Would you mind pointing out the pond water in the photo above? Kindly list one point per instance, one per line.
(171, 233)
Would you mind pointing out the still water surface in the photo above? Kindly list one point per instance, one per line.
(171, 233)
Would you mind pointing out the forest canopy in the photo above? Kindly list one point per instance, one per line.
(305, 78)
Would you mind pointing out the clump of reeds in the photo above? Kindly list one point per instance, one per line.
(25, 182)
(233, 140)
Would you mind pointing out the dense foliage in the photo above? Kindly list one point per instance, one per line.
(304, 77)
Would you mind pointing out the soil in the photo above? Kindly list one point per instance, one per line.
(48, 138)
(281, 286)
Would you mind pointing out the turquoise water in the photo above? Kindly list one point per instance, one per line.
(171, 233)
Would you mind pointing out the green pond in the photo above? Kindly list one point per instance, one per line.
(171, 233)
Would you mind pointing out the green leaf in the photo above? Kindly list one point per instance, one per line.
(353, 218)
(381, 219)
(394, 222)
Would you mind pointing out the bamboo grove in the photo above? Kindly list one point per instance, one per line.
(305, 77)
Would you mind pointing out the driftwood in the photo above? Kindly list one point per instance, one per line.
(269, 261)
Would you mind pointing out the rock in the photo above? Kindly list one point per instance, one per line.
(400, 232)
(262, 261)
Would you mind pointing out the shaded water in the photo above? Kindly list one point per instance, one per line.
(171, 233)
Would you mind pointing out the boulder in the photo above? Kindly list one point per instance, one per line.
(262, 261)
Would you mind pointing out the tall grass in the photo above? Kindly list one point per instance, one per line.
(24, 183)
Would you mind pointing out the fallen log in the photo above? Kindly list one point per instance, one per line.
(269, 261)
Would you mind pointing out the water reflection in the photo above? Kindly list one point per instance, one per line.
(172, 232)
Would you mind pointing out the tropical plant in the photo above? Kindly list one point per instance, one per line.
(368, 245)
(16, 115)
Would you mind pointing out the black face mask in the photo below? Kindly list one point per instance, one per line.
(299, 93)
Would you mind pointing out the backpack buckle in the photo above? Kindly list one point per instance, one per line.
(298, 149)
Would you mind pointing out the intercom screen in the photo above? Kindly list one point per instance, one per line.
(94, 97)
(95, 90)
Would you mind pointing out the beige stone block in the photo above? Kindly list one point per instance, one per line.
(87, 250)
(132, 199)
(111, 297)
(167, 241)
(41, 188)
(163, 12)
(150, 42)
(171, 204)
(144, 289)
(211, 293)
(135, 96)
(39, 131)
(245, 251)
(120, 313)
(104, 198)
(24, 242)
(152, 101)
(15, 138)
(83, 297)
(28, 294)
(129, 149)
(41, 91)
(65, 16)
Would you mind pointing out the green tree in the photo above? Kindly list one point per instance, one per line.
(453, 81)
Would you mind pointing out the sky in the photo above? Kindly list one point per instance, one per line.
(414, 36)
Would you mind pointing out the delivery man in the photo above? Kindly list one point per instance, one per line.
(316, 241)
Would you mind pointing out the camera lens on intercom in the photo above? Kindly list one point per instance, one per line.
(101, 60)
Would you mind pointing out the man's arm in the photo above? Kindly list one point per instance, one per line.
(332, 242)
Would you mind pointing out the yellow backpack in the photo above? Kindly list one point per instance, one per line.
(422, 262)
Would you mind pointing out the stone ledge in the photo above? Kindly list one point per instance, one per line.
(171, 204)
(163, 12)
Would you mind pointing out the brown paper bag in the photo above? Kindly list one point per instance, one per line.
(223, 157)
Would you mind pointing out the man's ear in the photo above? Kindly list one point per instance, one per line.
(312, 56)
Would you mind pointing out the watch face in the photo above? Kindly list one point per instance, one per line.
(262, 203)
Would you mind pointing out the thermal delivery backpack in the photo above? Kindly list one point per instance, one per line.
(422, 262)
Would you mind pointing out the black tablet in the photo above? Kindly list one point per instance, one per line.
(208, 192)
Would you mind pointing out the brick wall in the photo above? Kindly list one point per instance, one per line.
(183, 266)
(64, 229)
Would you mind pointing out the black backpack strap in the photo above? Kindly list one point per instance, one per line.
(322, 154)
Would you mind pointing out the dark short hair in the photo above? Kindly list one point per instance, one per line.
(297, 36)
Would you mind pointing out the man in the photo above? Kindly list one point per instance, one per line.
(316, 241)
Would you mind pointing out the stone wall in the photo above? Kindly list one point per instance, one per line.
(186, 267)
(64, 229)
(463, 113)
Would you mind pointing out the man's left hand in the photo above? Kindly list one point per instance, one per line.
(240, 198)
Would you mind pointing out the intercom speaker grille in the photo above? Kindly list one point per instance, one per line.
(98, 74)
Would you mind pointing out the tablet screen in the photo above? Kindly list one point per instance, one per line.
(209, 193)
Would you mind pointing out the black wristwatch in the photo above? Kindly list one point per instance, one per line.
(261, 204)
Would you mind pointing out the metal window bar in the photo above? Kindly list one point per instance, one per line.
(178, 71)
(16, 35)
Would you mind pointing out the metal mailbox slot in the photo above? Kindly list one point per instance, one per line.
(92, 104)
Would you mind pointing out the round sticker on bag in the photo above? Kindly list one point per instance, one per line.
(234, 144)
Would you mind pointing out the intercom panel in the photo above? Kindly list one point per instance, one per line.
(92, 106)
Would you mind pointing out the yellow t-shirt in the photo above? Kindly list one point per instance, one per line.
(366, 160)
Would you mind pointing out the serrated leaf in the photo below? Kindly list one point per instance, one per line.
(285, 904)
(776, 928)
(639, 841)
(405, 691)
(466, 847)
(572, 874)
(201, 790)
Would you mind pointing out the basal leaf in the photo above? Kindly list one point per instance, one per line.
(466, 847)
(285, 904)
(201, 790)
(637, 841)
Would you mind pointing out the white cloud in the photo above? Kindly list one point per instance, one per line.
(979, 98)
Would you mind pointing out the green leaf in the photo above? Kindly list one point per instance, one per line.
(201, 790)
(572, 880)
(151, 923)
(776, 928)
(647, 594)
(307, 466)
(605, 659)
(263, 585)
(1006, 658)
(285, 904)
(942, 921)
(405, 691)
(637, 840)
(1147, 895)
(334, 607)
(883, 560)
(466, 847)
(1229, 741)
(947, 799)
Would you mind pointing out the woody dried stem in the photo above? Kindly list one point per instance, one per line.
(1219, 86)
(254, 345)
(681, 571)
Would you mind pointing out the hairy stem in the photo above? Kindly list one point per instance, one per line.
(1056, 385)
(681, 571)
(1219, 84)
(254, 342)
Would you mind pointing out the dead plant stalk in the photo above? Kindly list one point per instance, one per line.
※ ※ ※
DESCRIPTION OF THE TASK: Reproduce everything from the line containing "Would you mind pointing out the basal" down to the end of the material, swapping "stem" for "shoot" wherever it occurs and leaving every other word untouched.

RESPONSE TO THIS EXERCISE:
Would you mind pointing out the basal leaf in the photo above? Kindly list one point per instance, one per line.
(466, 847)
(285, 904)
(201, 790)
(637, 841)
Would you mind pointing out the white cloud in the photo above? Kindly list one point per instance, one per line.
(979, 98)
Would you mind pointing out the green leaf in the photo above? Kindly list one point per instance, one per line.
(201, 790)
(572, 880)
(151, 923)
(776, 928)
(647, 594)
(307, 466)
(605, 659)
(263, 585)
(1006, 658)
(285, 904)
(942, 921)
(405, 691)
(637, 840)
(1147, 895)
(334, 607)
(883, 560)
(466, 847)
(1229, 741)
(947, 799)
Would you mind pointing out the woody dried shoot in the photo above? Kindly list one point per instance, one per line.
(1219, 86)
(254, 345)
(681, 571)
Would you mind pointing out the hairy shoot in the photo above? Kindly list one point per instance, one per line.
(1056, 385)
(681, 571)
(1219, 84)
(254, 342)
Would you mind pointing out the dead plant stalk in the photo above? Kindly list one point per instance, one per line.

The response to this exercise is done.